Output only the lines of the entries that follow, starting at the one with "formatted like (133,201)." and running down to the one with "The response SHOULD mark one point per instance of the grassy", both included and unchanged.

-*-*-

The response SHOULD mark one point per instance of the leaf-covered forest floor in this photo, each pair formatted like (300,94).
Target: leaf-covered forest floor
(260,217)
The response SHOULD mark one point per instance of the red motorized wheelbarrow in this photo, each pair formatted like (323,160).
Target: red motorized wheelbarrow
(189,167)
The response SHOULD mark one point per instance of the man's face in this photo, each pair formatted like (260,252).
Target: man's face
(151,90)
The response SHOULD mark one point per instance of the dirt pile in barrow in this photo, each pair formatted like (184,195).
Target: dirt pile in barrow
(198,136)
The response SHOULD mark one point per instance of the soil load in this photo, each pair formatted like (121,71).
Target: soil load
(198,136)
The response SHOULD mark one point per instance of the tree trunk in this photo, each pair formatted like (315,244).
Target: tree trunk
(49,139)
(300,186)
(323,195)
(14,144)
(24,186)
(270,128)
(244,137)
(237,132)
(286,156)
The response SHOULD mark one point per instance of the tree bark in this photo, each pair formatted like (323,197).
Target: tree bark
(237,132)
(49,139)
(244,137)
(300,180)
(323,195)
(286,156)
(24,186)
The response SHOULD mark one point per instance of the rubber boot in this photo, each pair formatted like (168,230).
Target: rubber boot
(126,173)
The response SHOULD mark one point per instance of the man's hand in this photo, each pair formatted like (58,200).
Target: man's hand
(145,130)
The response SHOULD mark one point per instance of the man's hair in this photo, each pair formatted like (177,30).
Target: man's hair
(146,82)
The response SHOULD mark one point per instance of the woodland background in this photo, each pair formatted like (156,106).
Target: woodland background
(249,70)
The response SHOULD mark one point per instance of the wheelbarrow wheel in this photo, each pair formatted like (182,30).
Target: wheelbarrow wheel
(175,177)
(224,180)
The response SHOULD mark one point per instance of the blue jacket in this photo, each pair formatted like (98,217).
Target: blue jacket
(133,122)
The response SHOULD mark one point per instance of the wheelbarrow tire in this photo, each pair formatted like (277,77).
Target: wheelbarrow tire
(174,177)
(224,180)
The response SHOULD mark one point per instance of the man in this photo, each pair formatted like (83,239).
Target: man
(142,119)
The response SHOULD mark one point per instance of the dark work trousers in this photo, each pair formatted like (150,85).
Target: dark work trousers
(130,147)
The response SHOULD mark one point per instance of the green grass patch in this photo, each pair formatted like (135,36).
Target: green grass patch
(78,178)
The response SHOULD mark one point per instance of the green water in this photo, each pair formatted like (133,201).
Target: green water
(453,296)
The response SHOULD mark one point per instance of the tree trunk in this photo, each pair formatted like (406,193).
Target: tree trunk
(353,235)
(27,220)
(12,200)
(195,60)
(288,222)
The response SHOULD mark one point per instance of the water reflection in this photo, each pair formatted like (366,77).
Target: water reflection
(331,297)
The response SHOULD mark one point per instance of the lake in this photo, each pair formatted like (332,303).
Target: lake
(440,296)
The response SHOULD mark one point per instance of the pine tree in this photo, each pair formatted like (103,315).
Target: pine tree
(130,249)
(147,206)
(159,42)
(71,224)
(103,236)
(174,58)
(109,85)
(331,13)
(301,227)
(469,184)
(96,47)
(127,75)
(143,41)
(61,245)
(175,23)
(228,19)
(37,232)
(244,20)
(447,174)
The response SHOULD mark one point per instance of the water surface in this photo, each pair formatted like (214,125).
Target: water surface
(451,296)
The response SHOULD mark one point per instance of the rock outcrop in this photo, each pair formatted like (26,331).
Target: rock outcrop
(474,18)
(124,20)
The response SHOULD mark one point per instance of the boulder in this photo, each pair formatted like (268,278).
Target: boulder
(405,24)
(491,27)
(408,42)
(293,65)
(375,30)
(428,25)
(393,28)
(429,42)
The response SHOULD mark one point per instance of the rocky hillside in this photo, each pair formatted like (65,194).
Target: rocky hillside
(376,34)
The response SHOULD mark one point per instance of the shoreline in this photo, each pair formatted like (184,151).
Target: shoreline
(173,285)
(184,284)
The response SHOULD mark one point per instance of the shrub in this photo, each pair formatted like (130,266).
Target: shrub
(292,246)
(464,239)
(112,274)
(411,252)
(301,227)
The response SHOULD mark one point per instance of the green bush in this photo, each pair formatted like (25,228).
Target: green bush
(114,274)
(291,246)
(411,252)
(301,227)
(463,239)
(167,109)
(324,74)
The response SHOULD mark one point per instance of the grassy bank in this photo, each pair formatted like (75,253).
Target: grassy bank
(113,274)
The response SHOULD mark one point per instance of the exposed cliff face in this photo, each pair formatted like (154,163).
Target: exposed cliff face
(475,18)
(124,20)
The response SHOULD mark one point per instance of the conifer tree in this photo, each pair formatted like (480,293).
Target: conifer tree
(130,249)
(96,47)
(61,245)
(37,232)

-*-*-

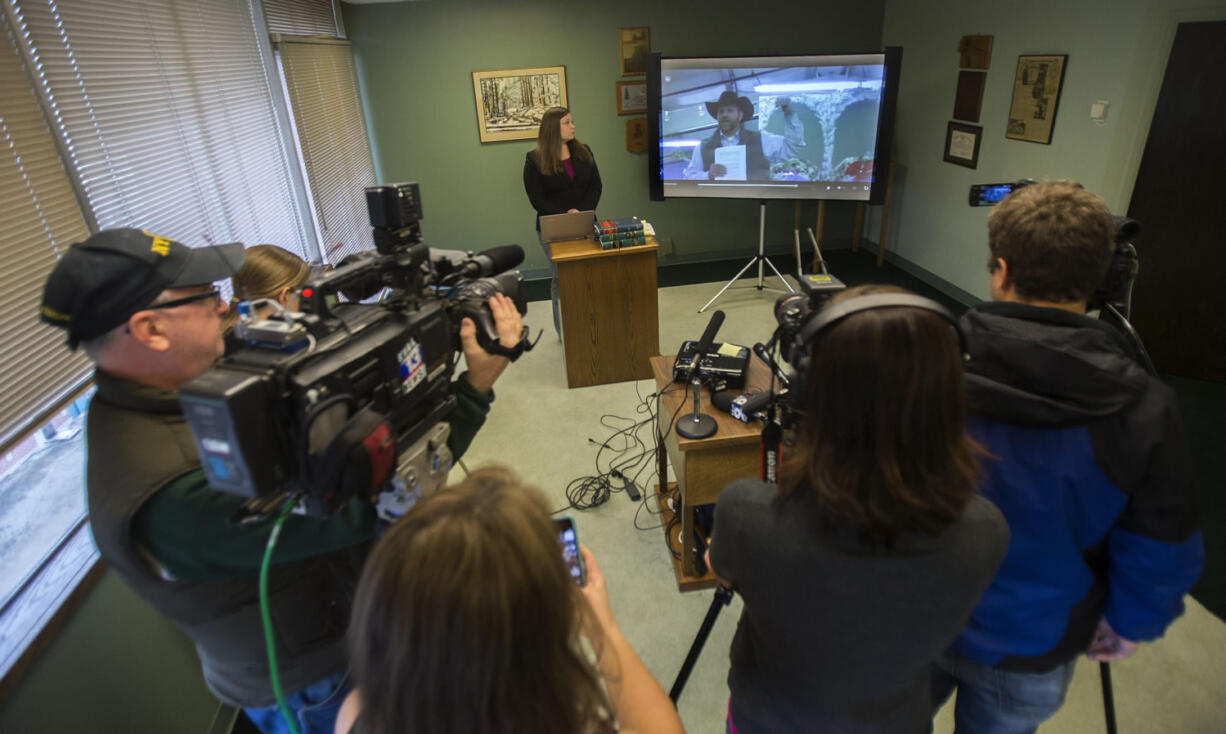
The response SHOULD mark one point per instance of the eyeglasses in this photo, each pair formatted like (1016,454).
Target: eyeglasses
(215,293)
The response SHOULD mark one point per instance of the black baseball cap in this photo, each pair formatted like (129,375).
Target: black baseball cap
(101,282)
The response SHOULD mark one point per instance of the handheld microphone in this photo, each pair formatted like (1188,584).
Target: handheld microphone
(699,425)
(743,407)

-*-*-

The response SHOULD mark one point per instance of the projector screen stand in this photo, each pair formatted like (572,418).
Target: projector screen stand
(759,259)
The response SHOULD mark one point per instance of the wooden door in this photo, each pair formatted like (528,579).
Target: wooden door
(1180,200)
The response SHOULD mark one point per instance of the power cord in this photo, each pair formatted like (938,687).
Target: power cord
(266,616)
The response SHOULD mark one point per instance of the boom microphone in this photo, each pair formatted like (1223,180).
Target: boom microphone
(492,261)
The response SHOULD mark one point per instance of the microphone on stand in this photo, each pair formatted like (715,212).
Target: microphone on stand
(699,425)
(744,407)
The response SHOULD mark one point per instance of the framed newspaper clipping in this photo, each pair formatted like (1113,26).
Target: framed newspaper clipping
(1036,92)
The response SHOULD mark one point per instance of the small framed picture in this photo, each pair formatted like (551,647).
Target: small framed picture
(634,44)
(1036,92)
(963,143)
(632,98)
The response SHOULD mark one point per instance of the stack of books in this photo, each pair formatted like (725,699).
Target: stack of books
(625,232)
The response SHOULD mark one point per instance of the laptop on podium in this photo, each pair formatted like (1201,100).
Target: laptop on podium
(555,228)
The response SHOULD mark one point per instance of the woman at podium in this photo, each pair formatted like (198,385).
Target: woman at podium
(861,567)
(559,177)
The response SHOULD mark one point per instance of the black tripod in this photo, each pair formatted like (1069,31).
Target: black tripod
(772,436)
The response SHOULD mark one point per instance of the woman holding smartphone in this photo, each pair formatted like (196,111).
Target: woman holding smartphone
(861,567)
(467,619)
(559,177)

-*-*-

= Solution for this problem =
The response SHOULD mark one point per instance of the green water in this photo, each pair formatted like (133,201).
Target: green water
(453,296)
The response SHOULD mark one point per instance of the tree trunk in this photo, each pair formatted like (406,193).
Target: tree trunk
(353,235)
(27,220)
(12,200)
(195,60)
(288,222)
The response SHOULD mark one point per instance of the water reflection in this photo, each pair formatted like (366,77).
Target: water reflection
(331,297)
The response SHOULD mark one point per instance of the lake in this photo, each pair formatted like (332,303).
Target: lake
(440,296)
The response SHOULD mark one point per instance of the pine tree in this photo, each pair formatted like (103,315).
Target: pine tree
(130,249)
(147,206)
(159,42)
(71,224)
(103,236)
(174,58)
(109,85)
(331,13)
(301,227)
(469,184)
(96,47)
(127,75)
(143,41)
(61,245)
(175,23)
(228,19)
(37,232)
(244,20)
(447,174)
The response SHOULD mark one point per instance of the water surface in this photo, each pair formatted like (214,125).
Target: water surface
(451,296)
The response SHOULD mark one point per instance of the rock outcrop in this photo, each pair formatted like (26,331).
Target: rock outcrop
(474,18)
(124,20)
The response SHOULD mark one point per instance of the boulder in this photo, each pair formatted like (268,278).
Target: boulder
(405,24)
(491,27)
(408,42)
(293,65)
(375,30)
(428,25)
(393,28)
(429,42)
The response SHOULD mark one point per instance of the rocky hillside in this photo, each pair formatted like (65,194).
Target: rocky hillside
(376,34)
The response SHOULD mark one point per instance of the shoreline in this photo, each pair formatted like (184,151).
Target: shoreline
(173,285)
(184,284)
The response SHOULD mark one point per instance of the shrub in this photo, each pair formatted like (130,266).
Target: shrub
(292,246)
(464,239)
(112,274)
(411,252)
(301,227)
The response SHOULD mark one point per instance of the green bush in this photo, each pair formatted like (25,228).
Target: green bush
(114,274)
(291,246)
(411,252)
(301,227)
(463,239)
(167,109)
(324,74)
The response SHOULD mark one point per instance of the grassy bank in this photo, each pair formatted like (75,253).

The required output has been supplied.